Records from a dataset
■ ■ ■ ■ ■ ■ ■

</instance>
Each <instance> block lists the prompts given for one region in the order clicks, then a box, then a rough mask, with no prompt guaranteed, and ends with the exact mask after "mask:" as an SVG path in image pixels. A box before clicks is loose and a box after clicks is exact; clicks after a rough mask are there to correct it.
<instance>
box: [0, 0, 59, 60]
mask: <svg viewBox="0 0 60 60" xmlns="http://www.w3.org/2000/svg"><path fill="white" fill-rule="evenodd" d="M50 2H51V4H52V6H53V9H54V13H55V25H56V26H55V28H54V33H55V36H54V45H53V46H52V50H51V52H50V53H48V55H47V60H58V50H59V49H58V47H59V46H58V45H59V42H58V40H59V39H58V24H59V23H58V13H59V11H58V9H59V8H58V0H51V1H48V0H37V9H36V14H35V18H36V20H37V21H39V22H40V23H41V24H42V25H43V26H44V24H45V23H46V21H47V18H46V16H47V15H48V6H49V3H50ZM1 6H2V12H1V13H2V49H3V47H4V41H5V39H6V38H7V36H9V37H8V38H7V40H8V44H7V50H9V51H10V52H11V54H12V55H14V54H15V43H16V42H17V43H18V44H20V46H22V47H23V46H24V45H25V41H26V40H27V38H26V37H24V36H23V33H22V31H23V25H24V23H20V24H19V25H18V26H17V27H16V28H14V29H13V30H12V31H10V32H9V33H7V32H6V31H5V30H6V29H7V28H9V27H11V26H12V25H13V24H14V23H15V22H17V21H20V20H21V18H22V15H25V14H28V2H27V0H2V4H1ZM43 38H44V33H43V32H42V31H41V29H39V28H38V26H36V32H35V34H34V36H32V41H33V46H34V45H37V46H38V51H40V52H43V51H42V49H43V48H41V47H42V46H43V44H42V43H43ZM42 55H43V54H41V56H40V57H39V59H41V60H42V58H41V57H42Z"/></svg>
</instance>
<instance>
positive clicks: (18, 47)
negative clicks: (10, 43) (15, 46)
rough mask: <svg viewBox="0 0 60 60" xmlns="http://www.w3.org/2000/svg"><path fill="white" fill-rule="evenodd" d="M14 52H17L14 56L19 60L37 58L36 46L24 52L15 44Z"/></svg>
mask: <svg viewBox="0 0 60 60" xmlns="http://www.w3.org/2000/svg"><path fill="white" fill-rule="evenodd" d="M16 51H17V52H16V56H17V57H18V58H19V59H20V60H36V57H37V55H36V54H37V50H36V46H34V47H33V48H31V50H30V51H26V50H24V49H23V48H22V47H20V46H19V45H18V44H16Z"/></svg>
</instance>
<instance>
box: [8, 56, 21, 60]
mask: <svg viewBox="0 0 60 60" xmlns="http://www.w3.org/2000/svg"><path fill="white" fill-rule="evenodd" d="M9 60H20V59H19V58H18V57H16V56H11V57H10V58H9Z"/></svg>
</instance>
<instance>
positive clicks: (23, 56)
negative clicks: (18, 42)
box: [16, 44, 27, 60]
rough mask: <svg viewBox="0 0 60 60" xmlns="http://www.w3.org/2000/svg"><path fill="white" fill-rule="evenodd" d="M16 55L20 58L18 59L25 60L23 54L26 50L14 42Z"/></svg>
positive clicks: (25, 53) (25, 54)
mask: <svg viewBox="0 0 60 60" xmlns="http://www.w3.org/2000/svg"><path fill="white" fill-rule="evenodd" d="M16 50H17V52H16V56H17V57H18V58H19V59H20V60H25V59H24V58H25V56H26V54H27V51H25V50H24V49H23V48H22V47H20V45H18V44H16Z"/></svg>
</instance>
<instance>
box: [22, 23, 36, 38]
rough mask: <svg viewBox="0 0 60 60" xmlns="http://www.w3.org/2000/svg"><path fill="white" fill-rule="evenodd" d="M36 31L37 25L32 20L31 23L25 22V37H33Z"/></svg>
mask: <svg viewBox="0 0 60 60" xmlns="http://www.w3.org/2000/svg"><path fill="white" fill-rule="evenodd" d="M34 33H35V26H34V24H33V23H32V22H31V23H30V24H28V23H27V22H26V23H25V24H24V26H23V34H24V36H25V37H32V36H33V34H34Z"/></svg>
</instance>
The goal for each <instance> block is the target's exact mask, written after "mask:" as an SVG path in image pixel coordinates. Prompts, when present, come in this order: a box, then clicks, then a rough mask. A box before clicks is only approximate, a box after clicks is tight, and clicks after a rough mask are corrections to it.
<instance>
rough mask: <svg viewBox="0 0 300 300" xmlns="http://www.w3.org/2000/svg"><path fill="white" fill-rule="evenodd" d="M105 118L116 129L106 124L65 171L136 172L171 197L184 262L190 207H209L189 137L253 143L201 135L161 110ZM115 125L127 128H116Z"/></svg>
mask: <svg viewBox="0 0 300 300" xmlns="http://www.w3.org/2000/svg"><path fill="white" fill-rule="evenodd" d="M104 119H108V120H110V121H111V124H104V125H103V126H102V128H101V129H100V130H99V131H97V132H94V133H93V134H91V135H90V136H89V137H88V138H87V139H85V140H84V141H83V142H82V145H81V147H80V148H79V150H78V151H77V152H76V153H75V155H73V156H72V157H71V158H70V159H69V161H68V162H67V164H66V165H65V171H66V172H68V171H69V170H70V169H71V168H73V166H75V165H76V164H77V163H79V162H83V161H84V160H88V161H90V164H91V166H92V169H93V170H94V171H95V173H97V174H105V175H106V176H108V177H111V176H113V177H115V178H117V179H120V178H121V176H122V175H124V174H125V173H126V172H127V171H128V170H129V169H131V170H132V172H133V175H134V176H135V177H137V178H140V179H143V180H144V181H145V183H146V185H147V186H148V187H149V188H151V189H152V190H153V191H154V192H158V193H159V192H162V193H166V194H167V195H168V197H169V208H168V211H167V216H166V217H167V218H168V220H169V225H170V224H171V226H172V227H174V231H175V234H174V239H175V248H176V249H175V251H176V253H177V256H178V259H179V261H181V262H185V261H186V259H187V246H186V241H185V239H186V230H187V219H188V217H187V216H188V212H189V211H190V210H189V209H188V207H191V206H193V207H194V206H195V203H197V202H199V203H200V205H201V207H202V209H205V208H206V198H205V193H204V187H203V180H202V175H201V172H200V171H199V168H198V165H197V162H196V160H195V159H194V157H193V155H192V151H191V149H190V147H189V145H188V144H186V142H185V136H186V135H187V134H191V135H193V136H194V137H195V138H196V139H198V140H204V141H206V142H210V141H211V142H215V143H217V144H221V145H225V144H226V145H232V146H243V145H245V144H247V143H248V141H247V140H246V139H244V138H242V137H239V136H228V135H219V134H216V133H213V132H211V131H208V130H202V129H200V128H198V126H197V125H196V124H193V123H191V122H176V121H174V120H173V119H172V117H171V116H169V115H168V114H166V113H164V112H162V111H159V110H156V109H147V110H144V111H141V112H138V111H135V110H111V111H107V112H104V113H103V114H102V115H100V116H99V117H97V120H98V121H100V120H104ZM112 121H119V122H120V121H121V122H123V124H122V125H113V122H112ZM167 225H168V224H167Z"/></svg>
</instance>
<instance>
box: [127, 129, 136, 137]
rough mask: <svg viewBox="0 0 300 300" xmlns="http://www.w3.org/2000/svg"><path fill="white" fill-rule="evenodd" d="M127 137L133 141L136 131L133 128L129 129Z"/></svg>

■ ■ ■ ■ ■ ■ ■

> **PROBLEM TO SOLVE**
Give every record again, exactly as it reads.

> **TASK ANSWER**
</instance>
Each <instance> block lists the prompts given for one region in the order clicks, then a box, then a rough mask, with no prompt guaranteed, and ends with the exact mask after "mask:" as an SVG path in image pixels. A box before clicks is loose and a box after clicks is exact; clicks after a rough mask are there to correct it.
<instance>
box: [0, 0, 59, 60]
mask: <svg viewBox="0 0 60 60" xmlns="http://www.w3.org/2000/svg"><path fill="white" fill-rule="evenodd" d="M50 2H51V4H52V6H53V9H54V13H55V25H56V26H55V28H54V33H55V36H54V45H53V46H52V50H51V52H50V53H48V55H47V60H58V50H59V49H58V47H59V46H58V45H59V42H58V40H59V39H58V24H59V23H58V13H59V11H58V9H59V8H58V0H51V1H48V0H37V9H36V14H35V18H36V20H37V21H39V22H40V23H41V24H42V25H43V26H44V24H45V23H46V21H47V18H46V16H47V15H48V6H49V3H50ZM1 6H2V12H1V13H2V49H3V47H4V41H5V39H6V38H7V36H9V37H8V38H7V40H8V44H7V50H9V51H10V52H11V54H12V55H14V54H15V43H16V42H17V43H18V44H20V46H22V47H23V46H24V45H25V41H26V40H27V38H26V37H24V36H23V33H22V31H23V25H24V23H20V24H19V25H18V26H17V27H16V28H14V29H13V30H12V31H10V32H9V33H7V32H6V31H5V30H6V29H7V28H9V27H11V26H12V25H13V24H14V23H15V22H17V21H20V20H21V18H22V15H25V14H28V2H27V0H2V4H1ZM43 38H44V33H43V32H42V31H41V29H39V28H38V26H36V32H35V34H34V36H32V41H33V46H34V45H37V46H38V51H40V52H43V51H42V49H43V48H41V47H42V46H43V44H42V43H43ZM42 55H43V54H41V56H40V57H39V59H41V60H42V58H41V57H42Z"/></svg>
</instance>
<instance>
positive clicks: (18, 47)
negative clicks: (10, 43) (15, 46)
rough mask: <svg viewBox="0 0 60 60" xmlns="http://www.w3.org/2000/svg"><path fill="white" fill-rule="evenodd" d="M14 52H17L14 56L19 60L37 58L36 46L24 52L15 44Z"/></svg>
mask: <svg viewBox="0 0 60 60" xmlns="http://www.w3.org/2000/svg"><path fill="white" fill-rule="evenodd" d="M16 51H17V52H16V56H17V57H18V58H19V59H20V60H36V57H37V55H36V54H37V50H36V46H34V47H33V48H31V50H30V51H26V50H24V49H23V48H22V47H20V46H19V45H18V44H16Z"/></svg>
</instance>
<instance>
box: [8, 56, 21, 60]
mask: <svg viewBox="0 0 60 60" xmlns="http://www.w3.org/2000/svg"><path fill="white" fill-rule="evenodd" d="M9 60H20V59H19V58H18V57H16V56H11V57H10V58H9Z"/></svg>
</instance>
<instance>
positive clicks: (23, 56)
negative clicks: (18, 42)
box: [16, 44, 27, 60]
rough mask: <svg viewBox="0 0 60 60" xmlns="http://www.w3.org/2000/svg"><path fill="white" fill-rule="evenodd" d="M16 55L20 58L18 59L25 60L23 54L26 50L14 42Z"/></svg>
positive clicks: (25, 53) (25, 54)
mask: <svg viewBox="0 0 60 60" xmlns="http://www.w3.org/2000/svg"><path fill="white" fill-rule="evenodd" d="M16 50H17V52H16V56H17V57H18V58H19V59H20V60H25V59H24V58H25V56H26V54H27V51H25V50H24V49H23V48H22V47H20V45H18V44H16Z"/></svg>
</instance>
<instance>
box: [22, 23, 36, 38]
rough mask: <svg viewBox="0 0 60 60" xmlns="http://www.w3.org/2000/svg"><path fill="white" fill-rule="evenodd" d="M36 31L37 25L32 20L31 23L25 22V37H33Z"/></svg>
mask: <svg viewBox="0 0 60 60" xmlns="http://www.w3.org/2000/svg"><path fill="white" fill-rule="evenodd" d="M34 33H35V26H34V24H33V23H32V22H31V23H30V24H28V23H27V22H26V23H25V24H24V26H23V34H24V36H25V37H32V36H33V34H34Z"/></svg>
</instance>
The goal for each <instance> block is the target's exact mask, written after "mask:" as an SVG path in image pixel coordinates. Prompts, when present, come in this order: a box, then clicks, then a rough mask. A box before clicks is only approximate, a box after clicks is tight, and clicks after a rough mask are corrections to it.
<instance>
rough mask: <svg viewBox="0 0 300 300" xmlns="http://www.w3.org/2000/svg"><path fill="white" fill-rule="evenodd" d="M105 118L116 129L106 124L65 171L136 172L171 197L184 262L190 207H209L189 137L253 143L201 135L161 110ZM115 125L127 128H116Z"/></svg>
mask: <svg viewBox="0 0 300 300" xmlns="http://www.w3.org/2000/svg"><path fill="white" fill-rule="evenodd" d="M104 119H108V120H110V121H111V124H104V125H103V126H102V128H101V129H100V130H99V131H97V132H94V133H93V134H91V135H90V136H89V137H88V138H87V139H85V140H84V141H83V142H82V145H81V147H80V148H79V150H78V151H77V152H76V153H75V155H73V156H72V157H71V158H70V159H69V161H68V162H67V164H66V165H65V171H66V172H68V171H69V170H70V169H71V168H73V166H75V165H76V164H77V163H79V162H83V161H84V160H88V161H90V164H91V166H92V169H93V170H94V171H95V173H97V174H105V175H106V176H108V177H111V176H113V177H115V178H117V179H120V178H121V176H122V175H124V174H125V173H126V172H127V171H128V170H129V169H131V170H132V172H133V175H134V176H135V177H137V178H140V179H143V180H144V181H145V183H146V185H147V186H148V187H149V188H151V189H152V190H153V191H154V192H158V193H159V192H162V193H166V194H167V195H168V197H169V208H168V211H167V216H166V217H167V218H168V220H169V225H170V224H171V226H172V227H174V231H175V234H174V239H175V248H176V249H175V251H176V253H177V256H178V259H179V261H181V262H185V261H186V259H187V246H186V241H185V239H186V230H187V219H188V217H187V216H188V212H189V211H190V210H189V209H188V207H191V206H193V207H194V206H195V203H197V202H199V203H200V205H201V207H202V209H205V208H206V198H205V193H204V187H203V180H202V175H201V172H200V171H199V168H198V165H197V162H196V160H195V159H194V157H193V155H192V151H191V149H190V147H189V145H188V144H186V142H185V136H186V135H187V134H191V135H193V136H194V137H195V138H196V139H198V140H204V141H206V142H210V141H211V142H215V143H217V144H221V145H225V144H226V145H232V146H243V145H245V144H247V143H248V141H247V140H246V139H244V138H242V137H239V136H228V135H219V134H216V133H213V132H211V131H208V130H202V129H200V128H198V126H197V125H196V124H193V123H191V122H176V121H174V120H173V119H172V117H171V116H169V115H168V114H166V113H164V112H162V111H159V110H156V109H147V110H144V111H141V112H138V111H135V110H111V111H107V112H104V113H103V114H102V115H100V116H99V117H97V120H98V121H100V120H104ZM112 121H119V122H120V121H121V122H123V124H122V125H113V122H112ZM167 225H168V224H167Z"/></svg>
</instance>
<instance>
box: [127, 129, 136, 137]
rough mask: <svg viewBox="0 0 300 300" xmlns="http://www.w3.org/2000/svg"><path fill="white" fill-rule="evenodd" d="M127 137L133 141L136 131L133 128L129 129Z"/></svg>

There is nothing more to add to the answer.